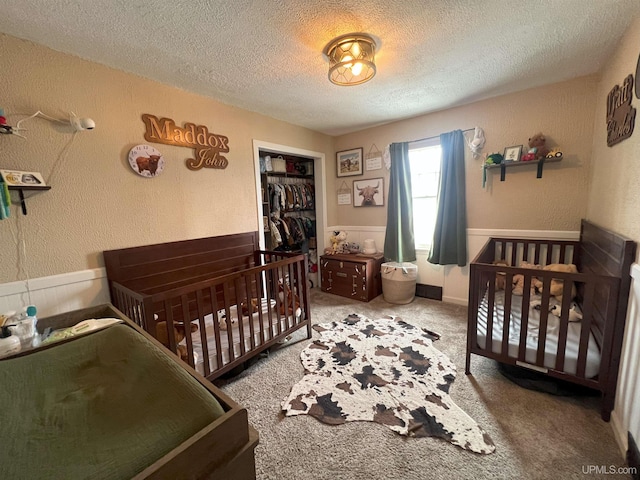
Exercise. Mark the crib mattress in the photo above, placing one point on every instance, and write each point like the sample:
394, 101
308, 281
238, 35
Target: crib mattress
224, 340
106, 405
533, 327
────────────────
Your response must reproduce every line of the data exactly, with images omitted.

Exercise. Mark the crib mattress in the photo above, placing one point on every instance, and write each point like the sample:
394, 101
308, 281
238, 35
Target: crib mattress
224, 340
106, 405
533, 327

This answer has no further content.